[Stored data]
····················

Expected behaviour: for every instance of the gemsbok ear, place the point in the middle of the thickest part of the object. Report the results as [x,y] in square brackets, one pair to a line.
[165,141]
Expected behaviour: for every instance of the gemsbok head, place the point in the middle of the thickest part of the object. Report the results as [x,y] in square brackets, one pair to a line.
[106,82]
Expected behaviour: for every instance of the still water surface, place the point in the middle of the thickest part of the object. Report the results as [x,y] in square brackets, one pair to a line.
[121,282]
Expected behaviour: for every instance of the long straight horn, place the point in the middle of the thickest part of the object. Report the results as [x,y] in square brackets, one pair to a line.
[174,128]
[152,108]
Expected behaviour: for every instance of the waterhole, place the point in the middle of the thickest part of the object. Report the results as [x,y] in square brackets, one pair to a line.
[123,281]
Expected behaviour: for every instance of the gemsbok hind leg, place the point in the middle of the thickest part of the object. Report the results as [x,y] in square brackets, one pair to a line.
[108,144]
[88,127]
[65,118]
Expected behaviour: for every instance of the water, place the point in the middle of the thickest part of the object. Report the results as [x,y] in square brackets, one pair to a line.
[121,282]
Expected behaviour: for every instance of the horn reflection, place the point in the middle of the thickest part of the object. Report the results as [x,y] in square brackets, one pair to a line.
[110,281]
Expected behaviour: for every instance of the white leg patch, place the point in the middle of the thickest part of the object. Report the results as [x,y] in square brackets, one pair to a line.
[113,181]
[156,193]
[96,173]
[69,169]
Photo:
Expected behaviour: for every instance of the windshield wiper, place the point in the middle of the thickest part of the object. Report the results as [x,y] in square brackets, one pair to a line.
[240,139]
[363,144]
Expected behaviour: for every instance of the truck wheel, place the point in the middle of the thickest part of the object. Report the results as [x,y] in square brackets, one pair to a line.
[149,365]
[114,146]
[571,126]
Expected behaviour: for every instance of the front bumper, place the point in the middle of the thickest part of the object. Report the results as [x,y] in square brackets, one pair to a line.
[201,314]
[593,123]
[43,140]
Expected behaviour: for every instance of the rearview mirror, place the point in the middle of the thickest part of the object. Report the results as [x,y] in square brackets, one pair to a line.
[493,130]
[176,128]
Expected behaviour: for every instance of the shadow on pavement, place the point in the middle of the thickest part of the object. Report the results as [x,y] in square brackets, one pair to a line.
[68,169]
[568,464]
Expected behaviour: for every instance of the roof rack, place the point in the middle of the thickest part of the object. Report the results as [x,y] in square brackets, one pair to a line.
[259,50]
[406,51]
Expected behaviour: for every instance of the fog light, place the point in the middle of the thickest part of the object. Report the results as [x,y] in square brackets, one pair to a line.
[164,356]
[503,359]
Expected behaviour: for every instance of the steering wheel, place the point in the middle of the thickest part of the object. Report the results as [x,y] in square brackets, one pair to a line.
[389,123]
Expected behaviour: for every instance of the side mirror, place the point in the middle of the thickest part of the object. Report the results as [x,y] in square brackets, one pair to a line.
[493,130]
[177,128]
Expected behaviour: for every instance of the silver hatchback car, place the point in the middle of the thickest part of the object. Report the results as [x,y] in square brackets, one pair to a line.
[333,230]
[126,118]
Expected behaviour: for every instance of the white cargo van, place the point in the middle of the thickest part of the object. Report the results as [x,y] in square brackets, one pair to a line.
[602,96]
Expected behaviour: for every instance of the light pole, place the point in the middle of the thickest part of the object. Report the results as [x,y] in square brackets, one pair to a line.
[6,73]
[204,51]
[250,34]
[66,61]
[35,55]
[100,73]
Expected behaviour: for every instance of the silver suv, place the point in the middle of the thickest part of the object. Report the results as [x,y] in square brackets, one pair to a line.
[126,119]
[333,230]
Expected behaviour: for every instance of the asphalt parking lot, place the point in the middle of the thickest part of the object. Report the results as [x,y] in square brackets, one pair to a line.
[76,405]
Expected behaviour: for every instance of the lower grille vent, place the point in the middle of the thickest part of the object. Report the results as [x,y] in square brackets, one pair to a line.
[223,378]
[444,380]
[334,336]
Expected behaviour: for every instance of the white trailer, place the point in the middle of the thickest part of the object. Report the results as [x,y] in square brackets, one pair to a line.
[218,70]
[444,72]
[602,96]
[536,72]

····················

WHAT YOU NEED TO DO ▸ Return every entry verbatim.

SOLUTION BELOW ▸
Expected behaviour: for every instance of the gemsbok ear, place the point in the middle of the thickest part of the object. Report the results as [x,y] in square brackets, one pair to a line.
[165,141]
Expected behaviour: for every instance of the gemsbok head, place the point in the middle of the thickest part of the object. Report the results as [x,y] in square brackets, one pair to a line.
[106,82]
Expected behaviour: for every instance of the still water surface, place the point in the middle of the thickest part of the object. Report the results as [x,y] in square brackets, one pair to a line.
[121,282]
Expected behaviour: for every instance of the long straight horn, place the point in the middle of the thickest part of the object. Report the results as [x,y] in square brackets, one pair to a line.
[174,128]
[152,108]
Expected behaviour: for every instance of the waterhole, place the point in the middle of the thickest part of the object. Report the results as [x,y] in square brackets, one pair to a line.
[123,281]
Expected behaviour: for every instance of the gemsbok hind leg, place the point in the middle of the thickest part of the object. Report the results as [x,y] in square brackets, one pair to a line.
[108,144]
[88,127]
[65,118]
Expected behaviour: for every instance of the water, place the point in the middle of the thickest part of the object. Report the results as [x,y] in square brackets, one pair to a line.
[121,282]
Expected behaviour: for every instance of the horn reflection, place the point in the middle of the thickest part of the object. Report the results as [x,y] in square brackets, one pair to a line.
[110,281]
Expected behaviour: for every instance of the white leg patch, place the point in the middle of the thickest part of the object. Report the results as [x,y] in square brackets, one pair to a line.
[113,181]
[156,193]
[96,173]
[69,169]
Photo:
Expected behaviour: for every instance of the windshield wiper, place the point in the middle of the thickest part of the object. Report the results as [x,y] in square brackets, one pair to a line.
[240,139]
[363,144]
Expected behaviour: for every instance of the truck wheel, place the point in the middle of the thickest part of the object. Report the results as [x,y] in square brackets, one pair to a line.
[149,365]
[114,146]
[571,126]
Expected behaviour: for every instance of the front bumper, place the point in the middle of the thickest part of the object. Report the results as [x,y] in square brackets, one pair to a line.
[201,314]
[593,123]
[43,140]
Expected behaviour: for every instance of the rearview mirror, place the point in the middle of the thickest part of the object. Report the results as [x,y] in square brackets, one pair to a line.
[493,130]
[176,128]
Expected behaviour: for every instance of the shadow on pavement, place the point in the middle of the thickest part of the object. Report the results as [x,y] in square brackets, one pair to a line.
[68,169]
[568,464]
Expected behaviour: for every instance of the roof rack, place the point in the middle of the thickest part of the object. Report the results as [x,y] in square brackets, one pair to a line.
[259,50]
[406,51]
Expected behaviour: for every instance of the fog light, place the point in the middle of the thickest part of the object. Report the results as [x,y] in square brackets, one pair to a line.
[164,356]
[503,359]
Expected behaviour: for every instance of the steering wheel, place the point in the middle of the thickest part of the object. Report the results as [x,y] in square brackets, one pair to a line.
[389,123]
Expected behaviour: for every instance of the side mirror, place the point in the middle of the thickest part of the object. Report the results as [x,y] in square brackets, one pair to a line.
[493,130]
[177,128]
Expected behaviour: for every instance of the silver hatchback car, place the point in the middle of the thickest part of the object. Report the results as [x,y] in square brackets, one pair to a line.
[333,230]
[126,118]
Expected behaviour: for every instance of the white cargo van, place the point in the middle of the thickest part of the object. Report the results as [x,y] in square brackets, one pair to a line.
[602,96]
Expected behaviour: for every instance of the light pole, place the point in the middle of the thickest part of the object. Report the results as [x,y] in square brackets, one pair to a line.
[6,73]
[204,51]
[250,34]
[66,61]
[35,55]
[100,73]
Expected behaviour: for every instance of the silver suv, place the point in the middle of the thickest part of the object. Report the results as [x,y] in square brackets, one pair to a line.
[126,119]
[333,230]
Expected behaviour: for every instance of the asphalt parking lot, place the point in the middle of the thickest part of the object. Report the results as [x,y] in square brackets, one pair to a line.
[76,405]
Expected behaviour: for every instance of the lower grille vent, place the point in the middle of the thickest part of the object. Report the results as [x,y] in square brackets, one pair to a line.
[223,378]
[444,380]
[334,336]
Expected behaviour: for every instance of the white trailer, place the point in the middle of the thickest part of the object. Report the results as [x,y] in square brackets, one pair to a line.
[218,70]
[444,72]
[602,96]
[536,72]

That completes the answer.